Requirements:
Rewrite every line of the records below as a numbered list, omitting any blank lines.

[Stored items]
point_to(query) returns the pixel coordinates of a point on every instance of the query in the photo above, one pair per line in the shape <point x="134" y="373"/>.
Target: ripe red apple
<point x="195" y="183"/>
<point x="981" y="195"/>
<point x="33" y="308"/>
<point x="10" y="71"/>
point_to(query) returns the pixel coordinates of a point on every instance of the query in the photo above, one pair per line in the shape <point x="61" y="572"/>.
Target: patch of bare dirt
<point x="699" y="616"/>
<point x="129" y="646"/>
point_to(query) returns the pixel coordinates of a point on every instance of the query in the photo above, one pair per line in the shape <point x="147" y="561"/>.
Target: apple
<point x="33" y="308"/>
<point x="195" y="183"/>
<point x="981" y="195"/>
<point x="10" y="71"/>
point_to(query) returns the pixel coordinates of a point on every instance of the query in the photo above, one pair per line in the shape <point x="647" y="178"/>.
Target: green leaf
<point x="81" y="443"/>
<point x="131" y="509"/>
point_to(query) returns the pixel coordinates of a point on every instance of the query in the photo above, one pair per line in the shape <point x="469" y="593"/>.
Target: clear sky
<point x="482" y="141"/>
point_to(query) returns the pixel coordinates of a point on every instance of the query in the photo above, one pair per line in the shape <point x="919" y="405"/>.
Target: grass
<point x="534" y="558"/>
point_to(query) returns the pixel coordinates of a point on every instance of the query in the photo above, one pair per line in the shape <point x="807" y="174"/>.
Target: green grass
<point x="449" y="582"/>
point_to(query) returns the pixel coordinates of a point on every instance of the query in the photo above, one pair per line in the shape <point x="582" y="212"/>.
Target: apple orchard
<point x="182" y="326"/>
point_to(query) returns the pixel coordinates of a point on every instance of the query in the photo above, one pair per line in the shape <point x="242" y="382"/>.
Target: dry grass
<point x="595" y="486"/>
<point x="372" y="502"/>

Response to the exercise:
1. point_to(query) returns the pixel coordinates of a point on every instance of the query in the photo above, one pair per line in the shape <point x="134" y="373"/>.
2. Target: ripe red apple
3. <point x="195" y="183"/>
4. <point x="981" y="195"/>
5. <point x="33" y="308"/>
6. <point x="10" y="71"/>
7. point_to(query) returns the pixel coordinates of a point on every instance of the query in the photo above, one pair per line in the shape <point x="61" y="572"/>.
8. Target: patch of bare dirt
9. <point x="699" y="616"/>
10. <point x="129" y="646"/>
11. point_to(query) returns the pixel coordinates of a point on every instance of the query in the photo above, one pair per line in the shape <point x="147" y="561"/>.
12. Target: apple
13. <point x="33" y="308"/>
14. <point x="195" y="183"/>
15. <point x="981" y="195"/>
16. <point x="10" y="71"/>
17. point_to(query) returns the pixel coordinates of a point on every instance of the query in the photo above, one pair per line in the shape <point x="647" y="178"/>.
18. Target: green leaf
19. <point x="81" y="443"/>
20. <point x="131" y="509"/>
21. point_to(query) returns the pixel coordinates of a point on every instance of the query in the photo above, one pair per line in the shape <point x="469" y="593"/>.
22. Target: clear sky
23. <point x="482" y="141"/>
24. point_to(query) returns the pixel coordinates of a point on every instance of the query in the photo above, one pair per line in the shape <point x="919" y="405"/>.
25. Target: grass
26. <point x="534" y="558"/>
27. point_to(query) returns the pixel coordinates of a point on every instance of the query in the photo above, one pair per line in the shape <point x="807" y="174"/>.
28. Target: green grass
29. <point x="449" y="582"/>
30. point_to(query) returns the pixel coordinates of a point on every instance of the query in the photo above, one pair per line in the shape <point x="582" y="212"/>.
31. Target: apple orchard
32. <point x="182" y="326"/>
33. point_to(query) returns the pixel coordinates of a point on every instance of the query in the photo above, one pair per line in the shape <point x="242" y="382"/>.
34. Target: dry grass
35. <point x="595" y="486"/>
36. <point x="372" y="502"/>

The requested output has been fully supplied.